Recast the records, from their start through the line containing "86, 47, 94, 66", as a two-column CSV with the headers text and answer. Give each text and the answer that follows it one row, placing each in a single quoted field and replacing line breaks with spaces.
═════ Records provided ═════
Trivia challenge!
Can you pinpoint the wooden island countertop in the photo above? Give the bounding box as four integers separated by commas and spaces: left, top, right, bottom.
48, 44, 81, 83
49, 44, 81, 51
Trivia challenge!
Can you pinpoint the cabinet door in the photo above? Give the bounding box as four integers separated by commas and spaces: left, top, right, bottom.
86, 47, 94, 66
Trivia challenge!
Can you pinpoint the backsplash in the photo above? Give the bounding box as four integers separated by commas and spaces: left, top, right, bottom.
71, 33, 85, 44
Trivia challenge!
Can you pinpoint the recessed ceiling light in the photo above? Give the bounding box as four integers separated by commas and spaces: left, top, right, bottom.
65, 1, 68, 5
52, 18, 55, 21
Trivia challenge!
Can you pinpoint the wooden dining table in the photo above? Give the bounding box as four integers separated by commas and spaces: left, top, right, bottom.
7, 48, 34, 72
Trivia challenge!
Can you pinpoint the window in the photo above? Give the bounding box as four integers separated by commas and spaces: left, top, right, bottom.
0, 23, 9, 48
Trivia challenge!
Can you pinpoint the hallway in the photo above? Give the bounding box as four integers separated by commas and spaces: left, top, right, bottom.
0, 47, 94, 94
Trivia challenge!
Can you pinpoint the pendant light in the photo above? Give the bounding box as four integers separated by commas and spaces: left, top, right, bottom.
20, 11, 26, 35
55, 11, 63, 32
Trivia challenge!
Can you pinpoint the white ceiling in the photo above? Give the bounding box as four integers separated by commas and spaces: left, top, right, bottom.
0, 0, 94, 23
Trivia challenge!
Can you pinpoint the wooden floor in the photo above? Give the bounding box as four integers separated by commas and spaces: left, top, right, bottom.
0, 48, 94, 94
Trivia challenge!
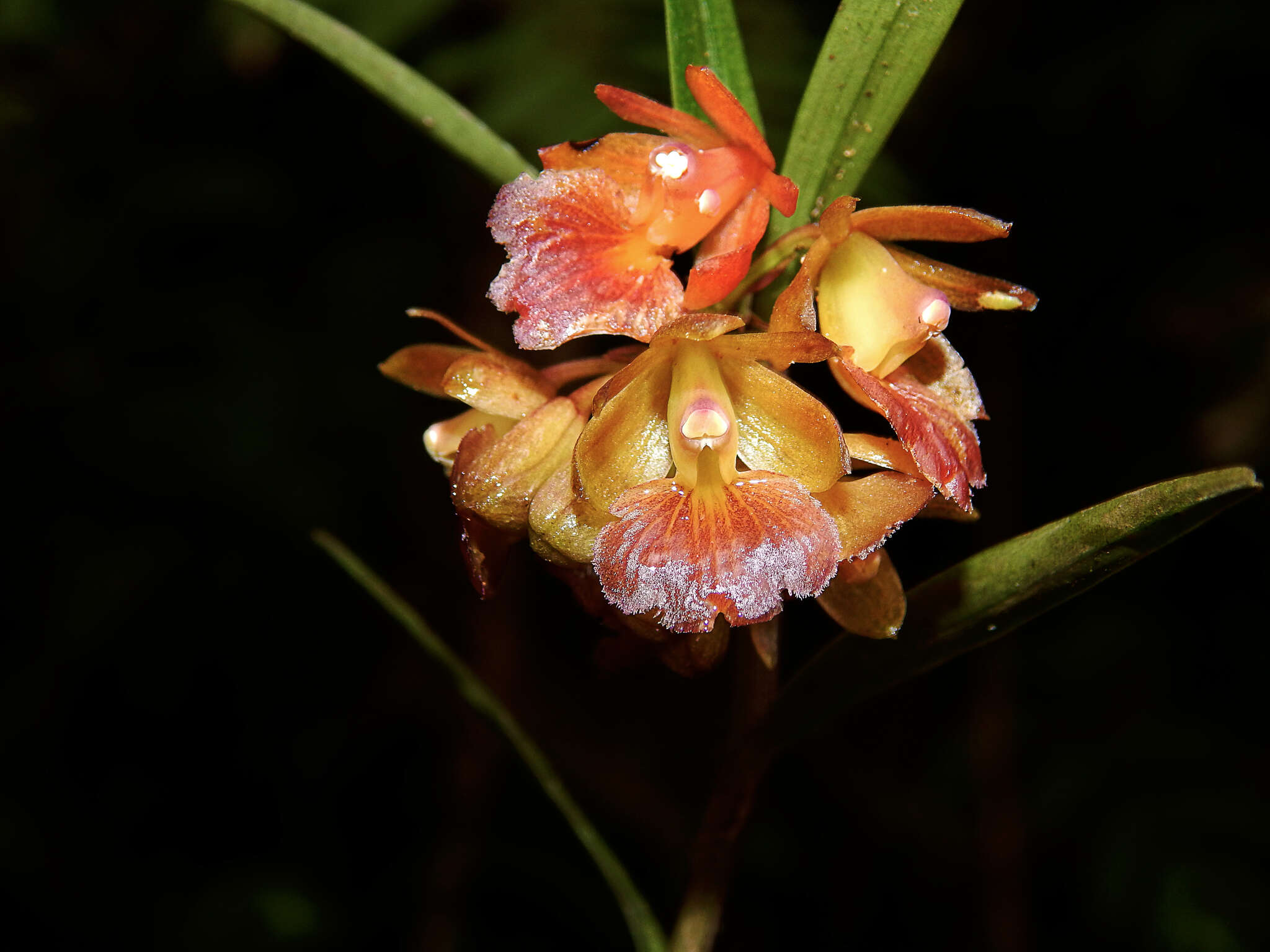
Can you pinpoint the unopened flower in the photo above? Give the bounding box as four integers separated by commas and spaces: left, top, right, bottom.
771, 198, 1036, 510
489, 66, 797, 349
530, 314, 931, 632
380, 311, 621, 598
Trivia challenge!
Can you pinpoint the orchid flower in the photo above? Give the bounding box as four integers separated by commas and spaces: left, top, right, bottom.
489, 66, 797, 350
771, 198, 1037, 510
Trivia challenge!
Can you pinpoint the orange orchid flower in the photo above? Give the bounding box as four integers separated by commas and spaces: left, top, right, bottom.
530, 314, 931, 632
771, 198, 1037, 511
489, 66, 797, 350
380, 311, 623, 598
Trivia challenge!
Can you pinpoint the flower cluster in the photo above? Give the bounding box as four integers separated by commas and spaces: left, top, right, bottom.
381, 68, 1036, 672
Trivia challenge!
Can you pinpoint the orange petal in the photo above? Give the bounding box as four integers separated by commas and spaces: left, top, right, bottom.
817, 551, 907, 638
758, 173, 797, 218
710, 330, 838, 367
768, 237, 835, 340
441, 353, 555, 420
596, 84, 728, 149
683, 192, 768, 311
489, 169, 683, 350
829, 355, 987, 510
817, 195, 859, 245
719, 361, 848, 493
851, 205, 1010, 241
450, 397, 582, 534
683, 66, 772, 170
815, 472, 931, 560
574, 350, 670, 510
380, 344, 475, 397
658, 312, 745, 340
887, 245, 1040, 311
538, 132, 668, 193
596, 467, 838, 632
530, 467, 612, 565
842, 433, 922, 476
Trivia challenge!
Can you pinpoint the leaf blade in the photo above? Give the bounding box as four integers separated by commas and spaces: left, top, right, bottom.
665, 0, 763, 131
768, 0, 961, 239
313, 529, 665, 952
760, 466, 1261, 746
230, 0, 533, 185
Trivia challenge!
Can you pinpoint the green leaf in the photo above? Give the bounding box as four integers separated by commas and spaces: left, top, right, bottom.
665, 0, 763, 130
768, 0, 961, 239
313, 529, 665, 952
760, 466, 1261, 746
223, 0, 533, 184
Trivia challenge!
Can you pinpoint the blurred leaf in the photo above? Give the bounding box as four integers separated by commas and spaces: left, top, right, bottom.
223, 0, 532, 184
761, 466, 1261, 746
313, 529, 665, 952
770, 0, 961, 239
665, 0, 763, 130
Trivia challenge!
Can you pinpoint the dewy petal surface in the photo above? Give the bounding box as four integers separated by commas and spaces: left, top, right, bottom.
815, 472, 931, 561
594, 462, 838, 631
817, 232, 949, 377
815, 550, 907, 638
574, 350, 670, 510
719, 361, 848, 493
489, 169, 683, 350
451, 397, 582, 533
441, 354, 554, 420
829, 355, 987, 511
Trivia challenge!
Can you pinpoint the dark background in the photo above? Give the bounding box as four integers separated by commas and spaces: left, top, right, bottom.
0, 0, 1270, 952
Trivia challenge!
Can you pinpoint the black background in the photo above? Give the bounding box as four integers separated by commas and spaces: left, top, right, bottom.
10, 0, 1270, 952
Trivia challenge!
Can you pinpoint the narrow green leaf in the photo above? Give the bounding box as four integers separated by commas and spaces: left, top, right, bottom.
762, 466, 1261, 745
223, 0, 533, 184
665, 0, 763, 130
313, 529, 665, 952
768, 0, 961, 239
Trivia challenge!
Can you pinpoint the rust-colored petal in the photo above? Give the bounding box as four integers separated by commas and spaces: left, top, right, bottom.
538, 132, 668, 194
842, 433, 922, 476
423, 410, 515, 474
657, 618, 732, 678
594, 464, 838, 631
683, 192, 768, 311
380, 344, 476, 397
489, 169, 683, 350
815, 472, 931, 561
887, 244, 1040, 311
851, 205, 1010, 241
710, 330, 838, 368
685, 66, 776, 169
441, 353, 555, 420
719, 361, 848, 493
768, 237, 835, 340
658, 312, 745, 343
450, 397, 582, 533
815, 550, 907, 638
829, 355, 987, 510
596, 82, 728, 149
530, 467, 612, 565
574, 350, 670, 510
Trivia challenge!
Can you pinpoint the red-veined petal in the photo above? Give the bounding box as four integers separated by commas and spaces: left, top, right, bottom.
594, 464, 838, 631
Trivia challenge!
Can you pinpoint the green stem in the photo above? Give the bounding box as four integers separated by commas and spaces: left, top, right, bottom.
313, 529, 665, 952
223, 0, 533, 185
670, 618, 778, 952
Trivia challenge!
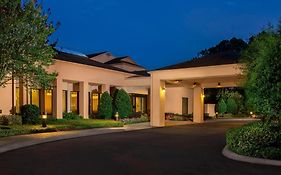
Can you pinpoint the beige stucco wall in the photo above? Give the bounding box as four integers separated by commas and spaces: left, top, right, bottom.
165, 87, 193, 114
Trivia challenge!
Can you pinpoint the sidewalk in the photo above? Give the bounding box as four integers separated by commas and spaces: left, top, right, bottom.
0, 123, 151, 153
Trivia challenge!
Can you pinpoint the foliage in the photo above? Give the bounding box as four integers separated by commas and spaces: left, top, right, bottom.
242, 21, 281, 125
0, 115, 22, 125
121, 114, 149, 125
0, 0, 57, 88
99, 92, 112, 119
226, 97, 238, 114
226, 121, 281, 160
20, 104, 40, 125
218, 99, 227, 115
63, 112, 83, 120
217, 88, 246, 114
113, 89, 133, 118
198, 38, 247, 57
0, 119, 123, 137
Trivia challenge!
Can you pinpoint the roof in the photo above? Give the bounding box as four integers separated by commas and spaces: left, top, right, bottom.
154, 52, 240, 71
54, 51, 134, 74
87, 51, 107, 58
105, 56, 144, 69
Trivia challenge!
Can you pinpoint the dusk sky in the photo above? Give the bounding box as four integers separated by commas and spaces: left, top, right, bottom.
43, 0, 281, 70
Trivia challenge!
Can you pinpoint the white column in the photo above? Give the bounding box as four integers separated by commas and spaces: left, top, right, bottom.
79, 81, 89, 119
193, 86, 204, 123
53, 77, 63, 119
150, 77, 166, 127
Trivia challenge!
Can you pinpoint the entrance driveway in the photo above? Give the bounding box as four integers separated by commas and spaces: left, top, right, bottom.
0, 121, 281, 175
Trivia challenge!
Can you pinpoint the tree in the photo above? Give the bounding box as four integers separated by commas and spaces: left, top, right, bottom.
99, 92, 112, 119
198, 38, 247, 57
0, 0, 57, 88
242, 22, 281, 124
113, 89, 133, 118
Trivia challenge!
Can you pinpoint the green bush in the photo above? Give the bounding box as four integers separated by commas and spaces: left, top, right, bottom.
20, 104, 40, 125
0, 115, 22, 125
63, 112, 83, 120
226, 97, 238, 114
113, 89, 133, 118
218, 99, 227, 115
226, 121, 281, 160
98, 92, 112, 119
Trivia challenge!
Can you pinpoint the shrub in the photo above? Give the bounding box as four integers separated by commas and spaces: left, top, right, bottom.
0, 115, 22, 126
226, 97, 238, 114
63, 112, 83, 120
113, 89, 133, 118
98, 92, 112, 119
226, 121, 281, 160
20, 104, 40, 125
218, 99, 227, 115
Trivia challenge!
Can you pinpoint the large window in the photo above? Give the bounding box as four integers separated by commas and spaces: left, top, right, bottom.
70, 91, 79, 114
31, 89, 40, 107
62, 90, 67, 113
131, 94, 147, 113
44, 90, 53, 114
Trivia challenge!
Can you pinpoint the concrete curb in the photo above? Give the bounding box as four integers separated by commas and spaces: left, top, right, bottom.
0, 123, 151, 154
222, 146, 281, 166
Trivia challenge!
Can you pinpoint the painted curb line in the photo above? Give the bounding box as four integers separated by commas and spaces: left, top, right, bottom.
0, 126, 151, 154
222, 146, 281, 166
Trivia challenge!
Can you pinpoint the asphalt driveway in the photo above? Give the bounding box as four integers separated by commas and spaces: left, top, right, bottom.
0, 122, 281, 175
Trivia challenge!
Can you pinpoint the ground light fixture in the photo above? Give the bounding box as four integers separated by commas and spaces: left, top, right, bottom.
42, 113, 47, 128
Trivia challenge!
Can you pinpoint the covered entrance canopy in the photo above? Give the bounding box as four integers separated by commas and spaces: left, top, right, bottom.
150, 53, 241, 127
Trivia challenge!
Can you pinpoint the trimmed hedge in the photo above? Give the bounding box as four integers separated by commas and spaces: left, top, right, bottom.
226, 97, 238, 114
0, 115, 22, 126
63, 112, 83, 120
20, 104, 40, 125
113, 89, 133, 118
226, 121, 281, 160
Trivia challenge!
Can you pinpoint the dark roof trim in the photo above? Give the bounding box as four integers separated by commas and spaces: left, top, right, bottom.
152, 52, 240, 71
87, 51, 108, 58
54, 51, 149, 76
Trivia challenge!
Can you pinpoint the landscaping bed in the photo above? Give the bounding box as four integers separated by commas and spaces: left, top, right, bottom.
226, 121, 281, 160
0, 119, 124, 137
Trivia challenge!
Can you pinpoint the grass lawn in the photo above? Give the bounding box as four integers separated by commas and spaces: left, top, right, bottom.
0, 119, 123, 137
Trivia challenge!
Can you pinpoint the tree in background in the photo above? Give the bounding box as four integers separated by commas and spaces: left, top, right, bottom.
198, 38, 245, 57
242, 22, 281, 125
113, 89, 133, 118
0, 0, 57, 88
218, 99, 227, 115
99, 91, 112, 119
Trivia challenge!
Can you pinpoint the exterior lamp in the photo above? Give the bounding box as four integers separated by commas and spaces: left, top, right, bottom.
115, 112, 119, 121
42, 113, 47, 128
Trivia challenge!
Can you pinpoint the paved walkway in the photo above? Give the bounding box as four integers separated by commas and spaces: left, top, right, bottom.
0, 123, 151, 153
0, 121, 281, 175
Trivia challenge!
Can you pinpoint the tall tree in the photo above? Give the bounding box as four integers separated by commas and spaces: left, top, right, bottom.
0, 0, 57, 88
242, 22, 281, 124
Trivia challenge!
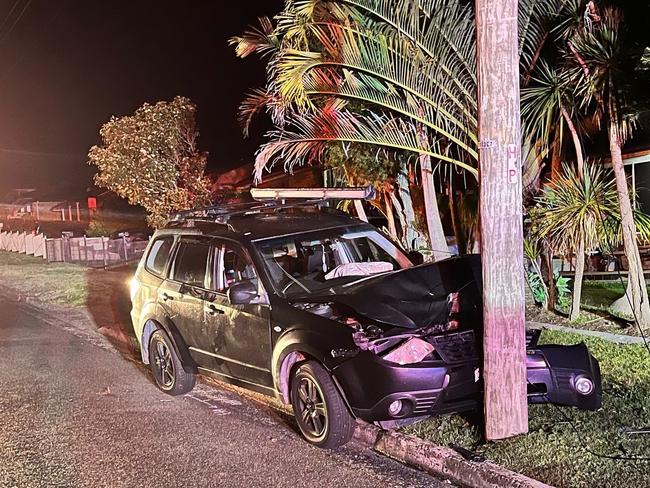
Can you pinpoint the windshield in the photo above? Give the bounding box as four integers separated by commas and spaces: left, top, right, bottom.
256, 228, 412, 297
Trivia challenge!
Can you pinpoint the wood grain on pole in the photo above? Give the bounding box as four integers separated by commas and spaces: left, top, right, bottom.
476, 0, 528, 440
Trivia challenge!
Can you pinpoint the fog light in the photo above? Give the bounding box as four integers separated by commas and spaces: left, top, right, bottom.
573, 376, 594, 395
388, 400, 402, 417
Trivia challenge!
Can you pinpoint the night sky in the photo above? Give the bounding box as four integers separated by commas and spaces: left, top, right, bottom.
0, 0, 282, 199
0, 0, 650, 200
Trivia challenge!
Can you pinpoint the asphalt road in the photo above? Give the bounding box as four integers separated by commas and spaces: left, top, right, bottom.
0, 297, 450, 488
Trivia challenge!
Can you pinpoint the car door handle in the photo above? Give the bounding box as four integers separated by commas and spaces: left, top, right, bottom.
205, 304, 226, 316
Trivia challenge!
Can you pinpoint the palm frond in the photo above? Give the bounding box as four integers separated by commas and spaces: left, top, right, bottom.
518, 0, 563, 84
237, 88, 273, 137
530, 162, 650, 252
255, 106, 478, 181
228, 17, 280, 58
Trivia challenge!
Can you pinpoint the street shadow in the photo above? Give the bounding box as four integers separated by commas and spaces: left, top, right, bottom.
86, 264, 139, 359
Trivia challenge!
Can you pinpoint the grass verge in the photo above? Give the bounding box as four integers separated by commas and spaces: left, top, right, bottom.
526, 280, 650, 336
0, 251, 88, 305
405, 331, 650, 488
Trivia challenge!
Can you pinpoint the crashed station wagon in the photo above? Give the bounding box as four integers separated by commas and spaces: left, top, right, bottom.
131, 190, 602, 448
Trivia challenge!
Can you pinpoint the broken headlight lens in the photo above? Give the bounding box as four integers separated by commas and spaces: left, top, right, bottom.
382, 337, 434, 365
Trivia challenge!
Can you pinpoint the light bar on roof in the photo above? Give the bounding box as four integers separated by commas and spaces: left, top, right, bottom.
251, 185, 375, 200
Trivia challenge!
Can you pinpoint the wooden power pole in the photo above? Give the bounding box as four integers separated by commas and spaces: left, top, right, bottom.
476, 0, 528, 440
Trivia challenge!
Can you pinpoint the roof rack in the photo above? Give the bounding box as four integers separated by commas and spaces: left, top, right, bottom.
251, 185, 375, 201
170, 185, 375, 225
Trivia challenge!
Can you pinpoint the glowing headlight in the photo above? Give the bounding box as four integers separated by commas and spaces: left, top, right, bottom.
382, 337, 434, 364
129, 278, 140, 301
388, 400, 402, 417
573, 376, 594, 395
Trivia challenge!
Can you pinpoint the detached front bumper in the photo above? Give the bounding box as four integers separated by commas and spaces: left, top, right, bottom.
334, 344, 602, 422
526, 344, 603, 410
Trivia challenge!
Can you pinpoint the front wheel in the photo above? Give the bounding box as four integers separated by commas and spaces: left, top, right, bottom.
149, 329, 196, 395
291, 361, 355, 449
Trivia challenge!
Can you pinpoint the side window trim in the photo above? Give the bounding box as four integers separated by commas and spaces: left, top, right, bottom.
211, 238, 256, 296
170, 236, 211, 291
144, 235, 177, 279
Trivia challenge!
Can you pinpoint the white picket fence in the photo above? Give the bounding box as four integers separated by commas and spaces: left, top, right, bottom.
0, 232, 147, 266
0, 232, 47, 259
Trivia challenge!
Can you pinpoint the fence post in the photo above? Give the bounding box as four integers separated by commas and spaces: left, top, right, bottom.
═════
Exercise solution:
text,answer
"Trivia challenge! Can you pinpoint the wooden island countertop in the photo above? Give the bounding box as four integers separated by commas and spaces: left, top, right, bottom.","48, 44, 81, 83 49, 44, 81, 51"
"Trivia challenge! Can you pinpoint the cabinet door in the photo above? Give the bounding box as four integers separated by commas and spaces: left, top, right, bottom.","86, 47, 94, 66"